Print nothing but the lines below starting at the line that holds "positive clicks: (737, 448)" and ending at the line that holds "438L780 442L779 456L785", including both, each exactly as written.

§

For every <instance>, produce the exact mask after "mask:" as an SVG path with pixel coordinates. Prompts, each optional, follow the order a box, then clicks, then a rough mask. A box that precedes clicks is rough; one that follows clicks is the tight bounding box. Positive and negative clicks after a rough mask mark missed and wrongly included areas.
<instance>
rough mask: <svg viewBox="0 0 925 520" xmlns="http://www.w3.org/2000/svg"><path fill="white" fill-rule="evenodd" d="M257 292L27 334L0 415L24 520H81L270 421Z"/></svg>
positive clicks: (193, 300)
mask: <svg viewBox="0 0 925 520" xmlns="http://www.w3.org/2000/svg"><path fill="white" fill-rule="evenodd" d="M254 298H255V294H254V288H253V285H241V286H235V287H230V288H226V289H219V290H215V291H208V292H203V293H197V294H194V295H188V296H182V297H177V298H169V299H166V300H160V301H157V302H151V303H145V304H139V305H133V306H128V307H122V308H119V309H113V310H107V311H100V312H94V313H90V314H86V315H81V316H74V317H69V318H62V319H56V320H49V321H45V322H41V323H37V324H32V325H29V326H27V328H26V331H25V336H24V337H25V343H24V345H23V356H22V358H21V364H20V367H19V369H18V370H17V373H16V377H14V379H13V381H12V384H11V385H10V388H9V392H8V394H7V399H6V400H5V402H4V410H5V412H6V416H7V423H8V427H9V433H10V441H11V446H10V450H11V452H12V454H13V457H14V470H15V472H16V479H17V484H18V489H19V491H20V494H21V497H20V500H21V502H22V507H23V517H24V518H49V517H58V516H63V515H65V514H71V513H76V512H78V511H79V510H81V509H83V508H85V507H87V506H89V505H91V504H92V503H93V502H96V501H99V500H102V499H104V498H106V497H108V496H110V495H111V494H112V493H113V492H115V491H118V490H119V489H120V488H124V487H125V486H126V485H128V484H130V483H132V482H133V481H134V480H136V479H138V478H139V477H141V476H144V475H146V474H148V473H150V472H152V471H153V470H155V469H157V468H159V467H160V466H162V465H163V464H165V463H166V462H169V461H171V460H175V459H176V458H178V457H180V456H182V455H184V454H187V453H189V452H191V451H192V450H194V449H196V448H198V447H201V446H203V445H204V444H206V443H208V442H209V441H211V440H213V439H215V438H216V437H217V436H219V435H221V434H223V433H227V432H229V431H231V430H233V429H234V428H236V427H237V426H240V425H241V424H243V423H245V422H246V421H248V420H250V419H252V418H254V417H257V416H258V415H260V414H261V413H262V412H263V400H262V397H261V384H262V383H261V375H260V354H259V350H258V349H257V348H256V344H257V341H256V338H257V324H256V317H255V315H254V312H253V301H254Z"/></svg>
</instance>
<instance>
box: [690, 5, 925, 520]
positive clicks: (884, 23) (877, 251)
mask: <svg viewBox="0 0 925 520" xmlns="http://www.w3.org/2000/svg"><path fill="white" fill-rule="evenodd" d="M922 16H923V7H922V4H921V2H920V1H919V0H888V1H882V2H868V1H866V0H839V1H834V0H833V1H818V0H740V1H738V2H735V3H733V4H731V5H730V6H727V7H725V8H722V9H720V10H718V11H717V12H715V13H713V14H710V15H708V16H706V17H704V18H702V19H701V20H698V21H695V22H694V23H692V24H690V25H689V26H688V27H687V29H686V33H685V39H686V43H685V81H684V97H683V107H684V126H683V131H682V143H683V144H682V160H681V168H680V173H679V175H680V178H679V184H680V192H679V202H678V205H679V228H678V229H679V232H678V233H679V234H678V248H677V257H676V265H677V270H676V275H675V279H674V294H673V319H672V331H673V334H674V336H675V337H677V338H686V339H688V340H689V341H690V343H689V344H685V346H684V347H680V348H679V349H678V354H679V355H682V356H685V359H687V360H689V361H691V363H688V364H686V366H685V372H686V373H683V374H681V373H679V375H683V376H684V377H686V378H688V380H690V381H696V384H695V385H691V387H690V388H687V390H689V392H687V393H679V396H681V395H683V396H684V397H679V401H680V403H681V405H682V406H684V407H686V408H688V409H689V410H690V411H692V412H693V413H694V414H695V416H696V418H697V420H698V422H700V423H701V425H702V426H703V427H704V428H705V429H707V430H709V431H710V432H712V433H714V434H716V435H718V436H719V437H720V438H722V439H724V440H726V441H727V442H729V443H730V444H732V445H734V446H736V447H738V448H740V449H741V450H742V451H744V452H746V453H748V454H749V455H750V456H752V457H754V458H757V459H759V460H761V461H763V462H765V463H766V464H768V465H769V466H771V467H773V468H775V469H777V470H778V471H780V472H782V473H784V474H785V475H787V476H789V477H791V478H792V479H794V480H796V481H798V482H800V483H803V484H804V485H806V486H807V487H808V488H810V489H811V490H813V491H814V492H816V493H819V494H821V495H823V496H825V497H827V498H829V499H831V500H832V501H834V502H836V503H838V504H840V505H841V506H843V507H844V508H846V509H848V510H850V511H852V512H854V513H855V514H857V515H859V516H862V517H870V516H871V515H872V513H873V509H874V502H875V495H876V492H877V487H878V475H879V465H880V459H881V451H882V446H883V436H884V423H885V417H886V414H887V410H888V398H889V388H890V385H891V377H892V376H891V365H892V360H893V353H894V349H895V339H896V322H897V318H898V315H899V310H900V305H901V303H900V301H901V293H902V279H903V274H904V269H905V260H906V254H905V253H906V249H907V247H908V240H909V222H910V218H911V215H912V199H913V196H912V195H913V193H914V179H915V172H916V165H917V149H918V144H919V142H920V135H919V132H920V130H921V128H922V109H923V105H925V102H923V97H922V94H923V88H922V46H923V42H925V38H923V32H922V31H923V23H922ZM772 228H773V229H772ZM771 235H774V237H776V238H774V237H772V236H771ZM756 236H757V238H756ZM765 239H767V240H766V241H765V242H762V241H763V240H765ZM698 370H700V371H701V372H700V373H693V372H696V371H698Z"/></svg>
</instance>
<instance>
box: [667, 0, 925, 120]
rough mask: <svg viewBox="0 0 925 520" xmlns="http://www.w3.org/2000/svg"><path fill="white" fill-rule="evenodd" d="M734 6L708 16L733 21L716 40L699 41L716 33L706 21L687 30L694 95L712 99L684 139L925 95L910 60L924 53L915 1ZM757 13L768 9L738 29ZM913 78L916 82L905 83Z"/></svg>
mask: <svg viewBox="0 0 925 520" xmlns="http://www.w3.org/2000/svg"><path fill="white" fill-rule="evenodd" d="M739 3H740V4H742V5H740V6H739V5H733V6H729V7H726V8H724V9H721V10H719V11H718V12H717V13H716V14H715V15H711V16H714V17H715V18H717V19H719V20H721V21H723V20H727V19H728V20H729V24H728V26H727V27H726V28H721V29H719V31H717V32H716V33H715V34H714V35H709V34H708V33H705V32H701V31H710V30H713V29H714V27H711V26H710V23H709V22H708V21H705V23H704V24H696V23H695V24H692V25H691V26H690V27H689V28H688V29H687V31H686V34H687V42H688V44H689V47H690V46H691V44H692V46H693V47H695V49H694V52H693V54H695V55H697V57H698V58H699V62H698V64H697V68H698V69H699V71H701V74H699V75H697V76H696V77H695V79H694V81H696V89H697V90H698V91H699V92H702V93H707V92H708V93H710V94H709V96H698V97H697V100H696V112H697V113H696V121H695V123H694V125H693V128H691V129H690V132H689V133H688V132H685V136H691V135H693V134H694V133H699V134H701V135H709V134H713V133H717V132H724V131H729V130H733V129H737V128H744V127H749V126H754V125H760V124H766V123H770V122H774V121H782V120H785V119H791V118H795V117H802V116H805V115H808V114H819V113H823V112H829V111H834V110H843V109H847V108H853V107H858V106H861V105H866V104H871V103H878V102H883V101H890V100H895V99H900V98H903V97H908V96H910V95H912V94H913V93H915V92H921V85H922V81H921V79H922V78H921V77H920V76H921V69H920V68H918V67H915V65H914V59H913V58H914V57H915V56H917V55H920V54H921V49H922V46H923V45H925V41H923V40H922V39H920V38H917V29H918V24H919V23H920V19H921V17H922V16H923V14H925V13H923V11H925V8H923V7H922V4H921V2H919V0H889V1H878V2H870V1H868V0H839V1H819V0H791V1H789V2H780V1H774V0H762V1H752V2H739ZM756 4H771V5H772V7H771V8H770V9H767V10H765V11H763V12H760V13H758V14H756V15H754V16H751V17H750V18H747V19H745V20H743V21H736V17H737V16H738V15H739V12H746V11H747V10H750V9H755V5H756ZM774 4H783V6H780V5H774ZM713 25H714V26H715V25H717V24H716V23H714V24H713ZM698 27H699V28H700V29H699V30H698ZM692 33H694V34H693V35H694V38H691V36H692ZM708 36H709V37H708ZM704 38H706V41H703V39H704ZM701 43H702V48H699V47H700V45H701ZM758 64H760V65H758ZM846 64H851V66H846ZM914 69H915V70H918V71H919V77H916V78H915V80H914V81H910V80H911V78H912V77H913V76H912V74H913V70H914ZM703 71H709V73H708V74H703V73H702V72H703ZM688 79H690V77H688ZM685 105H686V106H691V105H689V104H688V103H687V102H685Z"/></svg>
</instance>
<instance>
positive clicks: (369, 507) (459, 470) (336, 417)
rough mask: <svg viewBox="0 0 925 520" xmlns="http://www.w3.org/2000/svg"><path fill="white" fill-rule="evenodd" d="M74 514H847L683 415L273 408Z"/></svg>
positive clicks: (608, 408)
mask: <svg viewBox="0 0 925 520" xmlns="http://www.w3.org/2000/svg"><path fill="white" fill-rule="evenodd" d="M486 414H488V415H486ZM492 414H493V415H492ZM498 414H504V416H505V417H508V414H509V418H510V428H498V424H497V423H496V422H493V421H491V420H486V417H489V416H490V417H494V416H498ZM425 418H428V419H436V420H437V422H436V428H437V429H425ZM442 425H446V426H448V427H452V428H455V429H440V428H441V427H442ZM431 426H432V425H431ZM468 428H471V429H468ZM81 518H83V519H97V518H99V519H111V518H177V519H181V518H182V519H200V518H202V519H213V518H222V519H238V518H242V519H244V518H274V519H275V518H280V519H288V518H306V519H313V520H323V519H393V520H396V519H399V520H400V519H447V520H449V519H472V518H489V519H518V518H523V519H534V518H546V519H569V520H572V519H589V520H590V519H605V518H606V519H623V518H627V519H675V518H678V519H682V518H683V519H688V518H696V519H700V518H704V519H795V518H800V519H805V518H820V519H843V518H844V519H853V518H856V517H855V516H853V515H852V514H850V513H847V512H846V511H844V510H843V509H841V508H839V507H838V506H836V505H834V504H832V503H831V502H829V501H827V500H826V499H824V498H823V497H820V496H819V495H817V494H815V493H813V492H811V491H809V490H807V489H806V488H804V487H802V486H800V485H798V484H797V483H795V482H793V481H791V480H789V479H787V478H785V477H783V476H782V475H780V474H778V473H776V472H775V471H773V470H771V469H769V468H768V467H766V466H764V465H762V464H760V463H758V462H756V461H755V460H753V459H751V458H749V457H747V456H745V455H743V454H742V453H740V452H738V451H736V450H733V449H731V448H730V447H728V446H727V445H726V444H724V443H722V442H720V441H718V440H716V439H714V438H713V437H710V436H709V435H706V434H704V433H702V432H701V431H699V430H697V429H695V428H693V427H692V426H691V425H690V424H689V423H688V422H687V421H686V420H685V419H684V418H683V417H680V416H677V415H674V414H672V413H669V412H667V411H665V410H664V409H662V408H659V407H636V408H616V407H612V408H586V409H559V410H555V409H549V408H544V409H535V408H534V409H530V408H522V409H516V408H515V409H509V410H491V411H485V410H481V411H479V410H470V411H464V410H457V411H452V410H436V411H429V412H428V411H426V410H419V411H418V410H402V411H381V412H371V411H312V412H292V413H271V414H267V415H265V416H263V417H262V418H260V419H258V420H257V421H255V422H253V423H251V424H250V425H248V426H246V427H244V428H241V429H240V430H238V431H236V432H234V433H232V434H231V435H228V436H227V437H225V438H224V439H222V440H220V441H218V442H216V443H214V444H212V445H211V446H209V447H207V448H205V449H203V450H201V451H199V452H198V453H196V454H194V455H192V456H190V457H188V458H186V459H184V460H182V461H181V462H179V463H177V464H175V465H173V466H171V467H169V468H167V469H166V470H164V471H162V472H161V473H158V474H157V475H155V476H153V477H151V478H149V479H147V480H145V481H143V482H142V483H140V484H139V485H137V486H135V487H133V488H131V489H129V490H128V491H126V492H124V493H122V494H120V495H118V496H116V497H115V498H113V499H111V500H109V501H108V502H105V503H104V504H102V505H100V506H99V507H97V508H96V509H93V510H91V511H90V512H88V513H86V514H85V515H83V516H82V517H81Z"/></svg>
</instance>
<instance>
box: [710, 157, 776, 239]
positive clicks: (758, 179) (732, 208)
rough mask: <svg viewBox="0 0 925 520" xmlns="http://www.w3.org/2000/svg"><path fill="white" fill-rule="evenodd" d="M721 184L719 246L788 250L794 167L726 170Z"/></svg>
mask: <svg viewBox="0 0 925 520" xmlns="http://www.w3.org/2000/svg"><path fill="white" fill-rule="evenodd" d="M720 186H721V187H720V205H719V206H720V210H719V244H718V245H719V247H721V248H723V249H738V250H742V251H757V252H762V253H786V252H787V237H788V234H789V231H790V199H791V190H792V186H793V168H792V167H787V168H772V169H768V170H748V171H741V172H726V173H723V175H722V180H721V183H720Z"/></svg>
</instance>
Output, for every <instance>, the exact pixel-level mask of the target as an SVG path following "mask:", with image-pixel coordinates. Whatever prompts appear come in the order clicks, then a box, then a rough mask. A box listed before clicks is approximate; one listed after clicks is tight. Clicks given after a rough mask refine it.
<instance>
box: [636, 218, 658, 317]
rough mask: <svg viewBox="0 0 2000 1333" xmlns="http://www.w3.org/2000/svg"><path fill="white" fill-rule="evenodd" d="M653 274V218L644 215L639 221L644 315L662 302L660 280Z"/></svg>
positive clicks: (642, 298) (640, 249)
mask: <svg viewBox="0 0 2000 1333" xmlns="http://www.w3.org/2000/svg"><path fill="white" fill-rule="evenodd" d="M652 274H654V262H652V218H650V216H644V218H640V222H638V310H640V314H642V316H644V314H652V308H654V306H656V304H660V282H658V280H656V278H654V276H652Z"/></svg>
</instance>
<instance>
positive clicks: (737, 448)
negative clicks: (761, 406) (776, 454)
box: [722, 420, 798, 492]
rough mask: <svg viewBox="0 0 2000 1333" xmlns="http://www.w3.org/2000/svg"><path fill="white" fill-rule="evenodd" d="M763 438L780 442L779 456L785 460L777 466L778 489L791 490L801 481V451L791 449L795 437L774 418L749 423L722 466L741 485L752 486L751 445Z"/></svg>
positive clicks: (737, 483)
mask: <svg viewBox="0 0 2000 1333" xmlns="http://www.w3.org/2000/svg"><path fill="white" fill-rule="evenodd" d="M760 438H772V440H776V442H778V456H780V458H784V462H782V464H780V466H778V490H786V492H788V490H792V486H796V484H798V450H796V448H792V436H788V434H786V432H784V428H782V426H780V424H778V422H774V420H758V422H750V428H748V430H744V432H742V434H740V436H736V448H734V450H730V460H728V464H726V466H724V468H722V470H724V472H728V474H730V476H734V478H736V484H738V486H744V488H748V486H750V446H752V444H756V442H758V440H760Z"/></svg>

§

▶ Task response
positive clicks: (737, 448)
negative clicks: (761, 406) (776, 454)
box: [722, 420, 798, 492]
rough mask: <svg viewBox="0 0 2000 1333" xmlns="http://www.w3.org/2000/svg"><path fill="white" fill-rule="evenodd" d="M763 438L780 442L779 456L785 460L777 466L778 489L791 490L801 481V451L791 449L795 437L774 418L749 423L722 466L741 485L752 486L751 445Z"/></svg>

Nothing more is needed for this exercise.